## Task material
^^^^

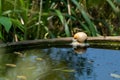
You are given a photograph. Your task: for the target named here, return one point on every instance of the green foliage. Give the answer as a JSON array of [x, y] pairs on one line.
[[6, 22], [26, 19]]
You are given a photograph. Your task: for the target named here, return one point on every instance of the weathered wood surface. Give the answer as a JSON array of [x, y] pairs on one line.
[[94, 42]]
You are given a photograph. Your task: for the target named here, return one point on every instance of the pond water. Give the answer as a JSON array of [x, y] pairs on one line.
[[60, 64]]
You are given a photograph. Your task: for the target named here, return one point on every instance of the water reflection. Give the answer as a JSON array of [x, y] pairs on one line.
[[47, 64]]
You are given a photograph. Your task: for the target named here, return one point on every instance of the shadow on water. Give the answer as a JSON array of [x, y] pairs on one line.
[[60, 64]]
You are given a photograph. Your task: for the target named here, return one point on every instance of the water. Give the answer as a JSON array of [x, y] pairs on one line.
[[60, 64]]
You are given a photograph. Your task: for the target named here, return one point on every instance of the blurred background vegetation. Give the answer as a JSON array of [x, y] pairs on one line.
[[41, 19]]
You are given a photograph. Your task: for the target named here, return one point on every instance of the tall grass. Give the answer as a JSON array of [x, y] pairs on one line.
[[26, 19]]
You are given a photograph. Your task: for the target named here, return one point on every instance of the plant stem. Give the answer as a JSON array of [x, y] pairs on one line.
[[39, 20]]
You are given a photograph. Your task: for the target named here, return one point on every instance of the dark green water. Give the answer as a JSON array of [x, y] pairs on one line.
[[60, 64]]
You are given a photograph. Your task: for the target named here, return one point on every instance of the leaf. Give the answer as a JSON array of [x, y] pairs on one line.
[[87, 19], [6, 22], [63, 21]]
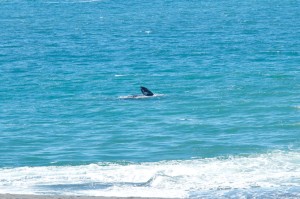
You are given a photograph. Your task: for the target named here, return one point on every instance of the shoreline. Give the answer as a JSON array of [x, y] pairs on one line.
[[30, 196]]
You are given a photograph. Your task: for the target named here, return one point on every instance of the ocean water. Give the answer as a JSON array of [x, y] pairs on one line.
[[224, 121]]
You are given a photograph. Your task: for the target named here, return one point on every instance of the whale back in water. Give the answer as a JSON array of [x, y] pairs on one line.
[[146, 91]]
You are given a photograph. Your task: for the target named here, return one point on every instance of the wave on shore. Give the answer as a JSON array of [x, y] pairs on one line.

^^^^

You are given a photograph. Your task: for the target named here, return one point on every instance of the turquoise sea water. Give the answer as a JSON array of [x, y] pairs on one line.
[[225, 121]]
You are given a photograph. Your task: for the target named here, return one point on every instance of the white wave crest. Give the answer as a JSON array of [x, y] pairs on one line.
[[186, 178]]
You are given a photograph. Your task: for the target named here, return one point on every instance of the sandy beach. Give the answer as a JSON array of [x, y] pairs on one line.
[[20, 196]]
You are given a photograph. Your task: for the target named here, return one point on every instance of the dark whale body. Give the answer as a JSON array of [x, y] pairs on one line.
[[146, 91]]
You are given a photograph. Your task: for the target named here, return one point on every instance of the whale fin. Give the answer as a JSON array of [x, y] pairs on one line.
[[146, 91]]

^^^^

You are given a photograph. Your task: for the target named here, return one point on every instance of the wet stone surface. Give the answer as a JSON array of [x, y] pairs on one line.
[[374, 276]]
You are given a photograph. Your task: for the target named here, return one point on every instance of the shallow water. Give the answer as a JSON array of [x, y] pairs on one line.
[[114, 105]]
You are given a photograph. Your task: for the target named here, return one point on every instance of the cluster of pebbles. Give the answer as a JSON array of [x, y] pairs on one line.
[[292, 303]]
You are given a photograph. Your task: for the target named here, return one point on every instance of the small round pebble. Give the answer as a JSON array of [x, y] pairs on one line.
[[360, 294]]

^^^^

## Exercise requirements
Please convert the part of the rows that opens with the line containing "of the shallow" and closes with the line containing "[[360, 294]]" into a Markdown table with the columns Number and Line, numbering each line in order and leaving out blank lines.

## Finished exercise
| Number | Line |
|---|---|
| 1 | You are given a photograph. Your task: for the target named here, return one point on every instance of the shallow water. Give the answer as a JSON array of [x, y] pairs on one line. |
| 2 | [[114, 105]] |
| 3 | You are given a photograph. Your task: for the target named here, return one point on every instance of the cluster of pebbles. Give the answer as a JSON array of [x, y] pairs on one line. |
| 4 | [[292, 303]] |
| 5 | You are given a photograph. Your task: for the target named here, return one point on every instance of the small round pebble. Give the answer as a JSON array of [x, y] pairs on one line. |
| 6 | [[360, 294]] |